Textabschnitt |
○ ○ ○
Wer auf spannende Stories steht, für den könnte der Audiopodcast „Serial“ eine gute Abwechslung zu Crimeserien auf Netflix und Co. sein
„Serial“ ist eine amerikanische Audio-Serie, in der echte Kriminalfälle beleuchtet werden. In der ersten Staffel geht es um einen Fall an einer Highschool in Maryland, bei der eine 17-jährige Schülerin ermordet wurde. Ihr Ex-Freund wird verhaftet und sitzt seit mittlerweile über fünfzehn Jahren in Haft, obwohl seine Verurteilung fast ausschließlich auf dem Bericht eines Mitschülers basiert. Beweise, stichhaltige Indizien oder ein klares Motiv gibt es nicht. Die Redakteurin Sarah Koenig versucht dabei, ein möglichst neutrales Bild des Falls zu liefern. Das gelingt ihr erstaunlich gut, beim Hören erwische ich mich ständig dabei, wie ich meine Meinung ändere und den Inhaftierten für „auf jeden Fall unschuldig“ und dann wieder für „ganz schön verdächtig“ halte. Das gelingt auch deshalb, weil Koenig alle Seiten zu Wort kommen lässt – meistens, indem sie die Originalaufnahmen aus ihren Interviews mit den Beteiligten abspielt. Außerdem ist es unheimlich gut recherchiert, sehr sachlich und dennoch empathisch vorgetragen. Dadurch unterscheidet es sich stark von TV-Serien wie „Medical Detectives“, in denen es zwar auch um echte (Mord)Fälle geht, wo die Angeklagten aber selten zu Wort kommen und außerdem von vornherein klar ist, dass der Schuldige am Ende gefunden wird. Diese Gewohnheit wird bei „Serial“ nicht bedient: Direkt zu Beginn der Serie macht Koenig klar, dass keine Auflösung zu erwarten ist. Es geht auch nicht darum, die Unschuld oder Schuld des Angeklagten zu beweisen, sondern den Fall systematisch zu hinterfragen. Dadurch erhält man nebenbei sehr interessante Einblicke in die menschliche Psychologie und nicht zuletzt darüber, wie merkwürdig das Rechtssystem manchmal funktioniert.
○ ○ ○
Datenauszüge |
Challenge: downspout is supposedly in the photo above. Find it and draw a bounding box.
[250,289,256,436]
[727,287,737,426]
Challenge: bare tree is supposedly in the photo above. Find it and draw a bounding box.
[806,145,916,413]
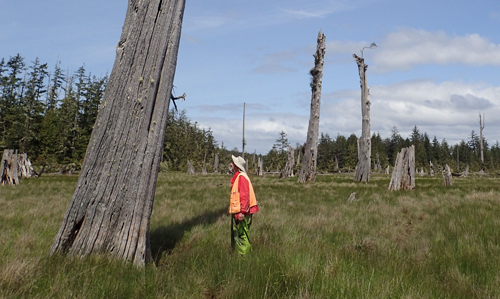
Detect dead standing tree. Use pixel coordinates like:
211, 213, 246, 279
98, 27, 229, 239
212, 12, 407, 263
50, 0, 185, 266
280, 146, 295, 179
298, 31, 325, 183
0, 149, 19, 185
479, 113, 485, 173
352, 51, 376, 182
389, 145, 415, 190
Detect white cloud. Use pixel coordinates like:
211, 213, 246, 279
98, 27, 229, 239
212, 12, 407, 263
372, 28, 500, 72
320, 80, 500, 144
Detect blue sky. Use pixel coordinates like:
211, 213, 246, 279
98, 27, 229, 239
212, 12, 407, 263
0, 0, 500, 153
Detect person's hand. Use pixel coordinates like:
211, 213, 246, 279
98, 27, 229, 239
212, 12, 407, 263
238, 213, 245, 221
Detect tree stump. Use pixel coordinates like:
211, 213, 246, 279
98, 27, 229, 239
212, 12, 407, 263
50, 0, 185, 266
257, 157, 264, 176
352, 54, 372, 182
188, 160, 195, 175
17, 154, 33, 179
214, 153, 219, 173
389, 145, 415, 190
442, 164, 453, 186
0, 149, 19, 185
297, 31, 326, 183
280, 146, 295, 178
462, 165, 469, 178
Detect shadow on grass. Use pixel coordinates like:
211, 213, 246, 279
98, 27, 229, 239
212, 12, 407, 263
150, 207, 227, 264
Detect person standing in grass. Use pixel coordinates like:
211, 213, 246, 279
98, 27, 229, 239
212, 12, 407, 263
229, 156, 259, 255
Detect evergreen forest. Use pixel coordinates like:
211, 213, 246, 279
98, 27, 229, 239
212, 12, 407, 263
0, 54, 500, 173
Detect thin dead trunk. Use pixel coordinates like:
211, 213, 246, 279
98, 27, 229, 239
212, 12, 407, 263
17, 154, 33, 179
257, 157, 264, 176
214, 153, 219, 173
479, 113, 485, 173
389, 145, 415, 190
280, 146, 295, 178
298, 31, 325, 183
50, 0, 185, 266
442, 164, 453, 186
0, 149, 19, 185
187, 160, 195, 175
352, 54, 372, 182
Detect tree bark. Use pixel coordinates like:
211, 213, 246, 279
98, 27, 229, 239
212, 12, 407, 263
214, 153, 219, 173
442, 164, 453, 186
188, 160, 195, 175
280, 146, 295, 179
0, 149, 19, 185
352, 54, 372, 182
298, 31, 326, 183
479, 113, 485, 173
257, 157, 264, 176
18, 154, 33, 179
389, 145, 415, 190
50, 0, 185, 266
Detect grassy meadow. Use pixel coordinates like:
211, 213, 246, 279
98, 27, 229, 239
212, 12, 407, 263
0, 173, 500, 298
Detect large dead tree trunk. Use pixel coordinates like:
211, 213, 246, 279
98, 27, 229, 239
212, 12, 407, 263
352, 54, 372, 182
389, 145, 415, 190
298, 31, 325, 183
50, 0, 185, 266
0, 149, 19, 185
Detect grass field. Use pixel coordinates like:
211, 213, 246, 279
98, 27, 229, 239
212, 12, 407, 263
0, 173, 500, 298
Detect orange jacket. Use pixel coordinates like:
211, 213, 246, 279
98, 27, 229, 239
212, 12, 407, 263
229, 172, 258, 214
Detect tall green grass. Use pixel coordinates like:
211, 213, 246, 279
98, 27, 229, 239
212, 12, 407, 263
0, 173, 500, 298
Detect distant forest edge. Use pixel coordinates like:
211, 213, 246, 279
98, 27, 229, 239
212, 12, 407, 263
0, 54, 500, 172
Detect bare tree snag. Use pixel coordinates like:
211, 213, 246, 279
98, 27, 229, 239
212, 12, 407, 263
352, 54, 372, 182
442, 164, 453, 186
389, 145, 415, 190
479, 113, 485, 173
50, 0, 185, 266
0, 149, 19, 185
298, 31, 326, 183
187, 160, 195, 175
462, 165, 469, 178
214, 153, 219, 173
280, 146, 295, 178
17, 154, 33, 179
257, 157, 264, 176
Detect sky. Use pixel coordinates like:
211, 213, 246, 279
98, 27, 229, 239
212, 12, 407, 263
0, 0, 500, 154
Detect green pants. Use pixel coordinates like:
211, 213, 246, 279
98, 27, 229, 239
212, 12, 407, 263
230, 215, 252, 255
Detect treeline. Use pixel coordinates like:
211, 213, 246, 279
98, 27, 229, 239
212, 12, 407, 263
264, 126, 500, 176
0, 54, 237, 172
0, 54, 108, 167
○ ○ ○
Aufgabenstellung | Führen Sie den Text über den Podcast „Serial“ im Anschluss an seinen letzten Satz weiter.

Lösung |
Ähnliches gilt für die zweite Staffel: Diesmal geht es nicht um einen Mordfall, sondern um einen desertierten amerikanischen Soldaten, der im Afghanistankrieg von den Taliban gefangen genommen und fünf Jahre unter unmenschlichen Bedingungen festgehalten wird. Auch hier wird man als Hörer direkt in den Bann der Geschichte gezogen: Einerseits hat man unheimliches Mitleid mit dem gefangenen und gefolterten Soldaten, andererseits hat er durch seine „Flucht“ aus der Armee seine Kameraden und den Einsatz im Kriegsgebiet gefährdet. Wie in der ersten Staffel leitet Koenig ihre Zuhörer Stück für Stück durch den Fall und stößt sie auf die Ungereimtheiten und Merkwürdigkeiten und eröffnet so die Möglichkeit, sich selbst ein Urteil zu bilden.
Vielleicht muss man sich zu Beginn daran gewöhnen, eine Serie nur zu hören, statt sie sich anzusehen, aber in Sachen Spannung und Suchtpotential steht der Audio-Podcast den Video-Formaten in nichts nach. Im Alltag hat dieses Format außerdem viele Vorteile, bei denen Filme nicht mithalten können: Man kann es beim Kochen, beim Sport oder beim Autofahren weiterhören. Dass es sich lohnt, sich darauf einzulassen, dafür sprechen auch die Zuhörerzahlen: Jede Folge wurde im Schnitt 1,5 Millionen Mal gestreamt, bzw. heruntergeladen. Das geht übrigens kostenlos sowohl über die Podcast-App auf Apple Geräten (Suchwort: „Serial“) oder über die Webseite www.serialpodcast.org.